-- Information provided follows --

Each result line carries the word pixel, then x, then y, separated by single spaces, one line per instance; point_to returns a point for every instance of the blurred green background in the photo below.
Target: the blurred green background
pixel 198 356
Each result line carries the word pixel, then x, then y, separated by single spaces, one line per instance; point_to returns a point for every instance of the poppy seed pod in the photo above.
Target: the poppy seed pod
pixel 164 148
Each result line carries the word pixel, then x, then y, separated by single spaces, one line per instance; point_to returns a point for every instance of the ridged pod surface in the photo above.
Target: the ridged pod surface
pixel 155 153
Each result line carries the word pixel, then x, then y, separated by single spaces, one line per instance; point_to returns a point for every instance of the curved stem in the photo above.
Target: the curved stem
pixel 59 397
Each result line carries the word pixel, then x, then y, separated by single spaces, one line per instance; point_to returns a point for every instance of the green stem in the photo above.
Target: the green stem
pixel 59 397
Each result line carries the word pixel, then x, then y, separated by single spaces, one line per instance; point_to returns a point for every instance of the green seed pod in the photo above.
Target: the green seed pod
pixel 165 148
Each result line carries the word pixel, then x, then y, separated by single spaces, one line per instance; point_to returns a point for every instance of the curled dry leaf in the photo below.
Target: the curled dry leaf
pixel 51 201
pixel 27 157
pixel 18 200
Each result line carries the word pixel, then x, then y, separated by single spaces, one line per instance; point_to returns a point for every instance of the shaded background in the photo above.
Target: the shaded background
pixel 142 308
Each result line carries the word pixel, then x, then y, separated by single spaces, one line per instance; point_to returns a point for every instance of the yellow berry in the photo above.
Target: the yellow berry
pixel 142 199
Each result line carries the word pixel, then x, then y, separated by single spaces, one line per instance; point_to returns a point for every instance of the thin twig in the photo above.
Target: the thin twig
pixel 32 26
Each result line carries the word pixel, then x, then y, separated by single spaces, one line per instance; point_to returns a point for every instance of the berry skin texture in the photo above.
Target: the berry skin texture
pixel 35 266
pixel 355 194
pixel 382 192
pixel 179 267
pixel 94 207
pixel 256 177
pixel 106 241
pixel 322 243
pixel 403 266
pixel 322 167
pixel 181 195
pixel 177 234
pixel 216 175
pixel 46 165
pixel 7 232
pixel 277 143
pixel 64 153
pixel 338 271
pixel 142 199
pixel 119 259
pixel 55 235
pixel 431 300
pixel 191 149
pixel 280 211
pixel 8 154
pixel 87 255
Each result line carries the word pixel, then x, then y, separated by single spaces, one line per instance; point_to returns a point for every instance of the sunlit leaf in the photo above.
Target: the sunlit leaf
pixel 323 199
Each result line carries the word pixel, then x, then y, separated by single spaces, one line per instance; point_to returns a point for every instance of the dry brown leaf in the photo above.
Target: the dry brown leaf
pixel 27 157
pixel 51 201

-- Information provided concluded --

Task details: Print every record above exactly as written.

Answer for this exercise:
Each result line carries the word pixel, then x, then y, separated by single spaces, one line per instance; point_to returns a point for every instance of the blurred green background in the photo below.
Target: the blurred green background
pixel 198 356
Each result line carries the word pixel, then x, then y, separated by single spaces, one line per instance; point_to returns a point for every instance of the poppy seed pod in the photo above.
Target: the poppy seed pod
pixel 164 148
Each result line carries the word pixel, then x, then y, separated by single spaces, one line per instance; point_to returns a point for every instance of the ridged pod surface in the photo above.
Target: the ridged pod surface
pixel 155 153
Each result line carries the word pixel, then x, then y, separated by single spaces, one line per instance; point_to returns a point for every instance of the curved stem in the photo above.
Target: the curved stem
pixel 59 397
Each result line carries the word pixel, then x, then y, separated by single spaces, one line per instance; point_to returns a point for every instance of the green stem in the photo above.
Target: the green stem
pixel 59 397
Each result line carries the word pixel, then x, then y, separated by single spaces, one line per instance; point_to returns a point for every instance of the green seed pod in the photo above.
Target: the green seed pod
pixel 165 148
Each result line carries the word pixel, then x, then y, separated by single spaces, one line per instance; point_to returns a point for every instance of the curled dry leaf in the photo below.
Target: the curled dry leaf
pixel 51 201
pixel 27 157
pixel 18 200
Each result line carries the word pixel, then x, then y, separated by single spaces, one line per instance; point_to returns a point for every instance of the shaded background in the photo above.
Target: the shaded background
pixel 142 308
Each result line carries the word pixel, then x, then y, separated by single spaces, one line per instance; point_to returns a point for every instance of the yellow berry in the photo above.
Target: the yellow berry
pixel 142 199
Each result line carries the word pixel, then x, then y, separated by single spaces, one line per instance; point_to returns a point for every instance of the thin twig in the photo above.
Target: the thin twig
pixel 32 26
Each result line carries the word pixel, then x, then y, separated by single spaces, one line per instance; point_to returns a point for every instance of the berry skin texture in the photo above.
Target: the berry skin texture
pixel 35 266
pixel 355 194
pixel 382 192
pixel 179 267
pixel 94 207
pixel 256 177
pixel 106 241
pixel 322 243
pixel 403 266
pixel 322 167
pixel 181 195
pixel 177 234
pixel 216 175
pixel 46 165
pixel 7 232
pixel 277 143
pixel 64 153
pixel 338 271
pixel 142 199
pixel 119 259
pixel 55 235
pixel 431 300
pixel 191 149
pixel 280 211
pixel 8 154
pixel 87 255
Each result line carries the word pixel, then x, then y, separated by single spaces, one line per instance; point_to returns a point for every instance of the sunlit leaf in the photo above.
Target: the sunlit leaf
pixel 323 199
Each result line carries the word pixel, then x, then y, separated by single spaces, one line per instance; point_to returns a point for every instance of the dry brown leaf in the photo above.
Target: the dry brown leaf
pixel 27 157
pixel 51 201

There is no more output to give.